(Dataset entries)

=== Section Start ===

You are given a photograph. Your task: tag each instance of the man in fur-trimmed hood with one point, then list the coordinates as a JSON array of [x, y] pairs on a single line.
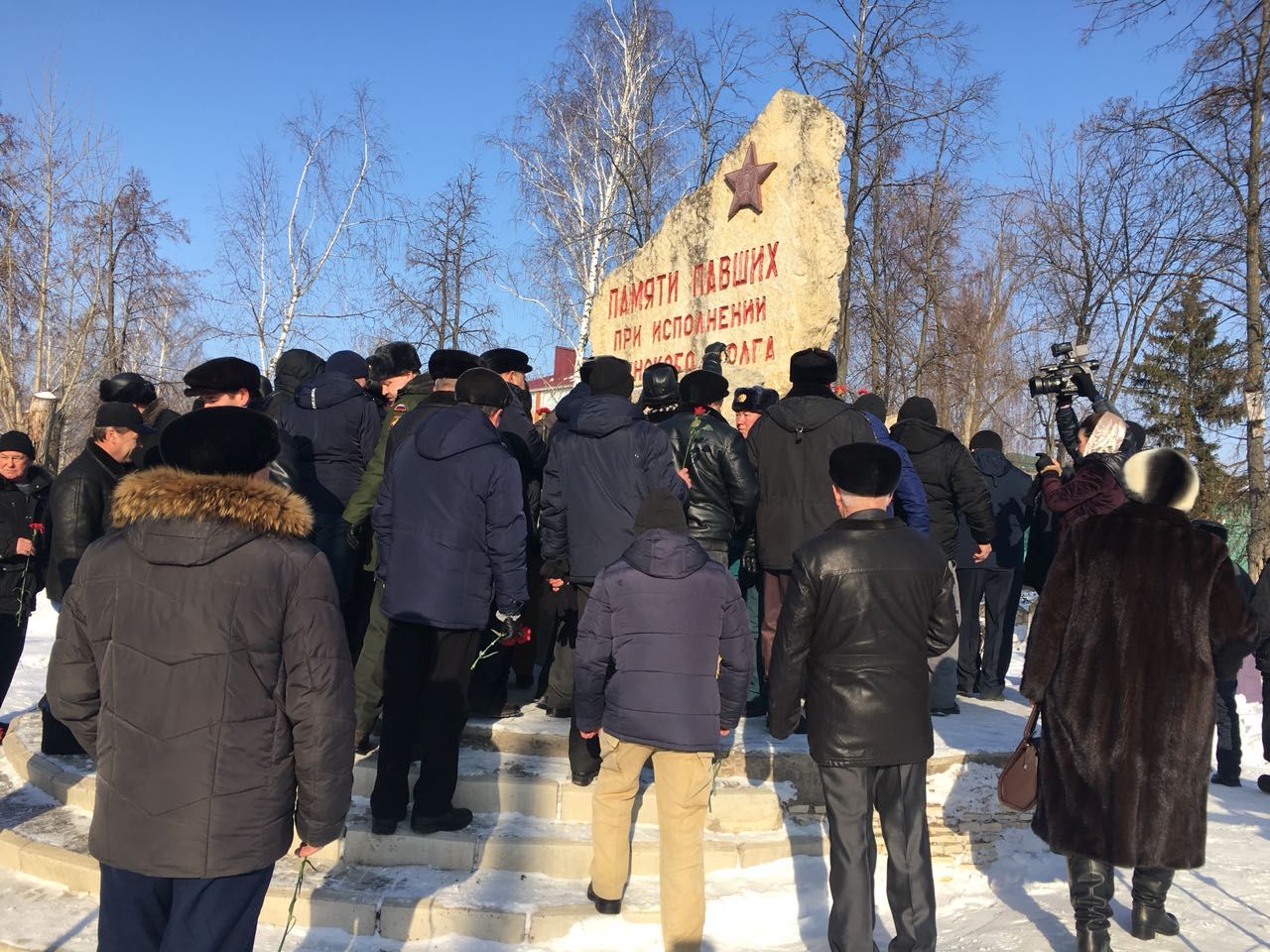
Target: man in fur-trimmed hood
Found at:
[[200, 660], [1139, 615]]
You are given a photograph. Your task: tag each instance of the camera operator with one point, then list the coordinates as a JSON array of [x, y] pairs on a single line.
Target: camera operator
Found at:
[[1095, 485]]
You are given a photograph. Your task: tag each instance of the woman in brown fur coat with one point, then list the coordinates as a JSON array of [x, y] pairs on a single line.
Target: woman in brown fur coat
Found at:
[[1141, 612]]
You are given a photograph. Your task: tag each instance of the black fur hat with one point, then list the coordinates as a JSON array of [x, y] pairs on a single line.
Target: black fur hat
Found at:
[[506, 359], [612, 375], [813, 367], [126, 389], [661, 511], [448, 363], [393, 359], [865, 468], [702, 388], [484, 388], [661, 386], [919, 409], [756, 400], [220, 439], [222, 375], [1161, 477]]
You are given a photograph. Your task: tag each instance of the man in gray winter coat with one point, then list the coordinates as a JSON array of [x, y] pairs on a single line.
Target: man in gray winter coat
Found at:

=== Section End ===

PROBLEM DESCRIPTION:
Give the entries above again in full and exactly, but not the pictures.

ANSWER BELOW:
You are given a photograph. Your task: tag each instance of the man in fur-trimmed hood with one point, then list the coordinates as a JSON array of [x, y] pairs on a single line.
Target: man in fur-trimmed hood
Found at:
[[200, 660], [1139, 615]]
You are given a photograph. Your task: tag each instance of the camera operator with one point, then list the coordinates as a JSON array of [x, y] pairs on a single line.
Target: camera operator
Found at:
[[1095, 485]]
You are given a photograph. Your task: tag each instance of the woman in brown fur coat with one point, then list the coordinates as a JSON array of [x, y] pairs on a single line.
Target: woman in brown fur coat
Found at:
[[1141, 612]]
You are given a photograph. Your task: tag each instance of the black fur hat with one point, then list the coordinates as a JSON array of [x, y] pairs on a single line.
Target: black fur hat
Found at:
[[506, 359], [612, 375], [813, 367], [126, 389], [661, 511], [448, 363], [393, 359], [865, 468], [702, 388], [484, 388], [661, 386], [919, 409], [756, 400], [220, 439], [222, 375], [1161, 477]]
You are given a photograph. Your task: tag each instance of the man in gray winter coat with one point, then list the coordinates as a JSON array of [x, y] pairs on a single line.
Target: man in gray winter coat
Found at:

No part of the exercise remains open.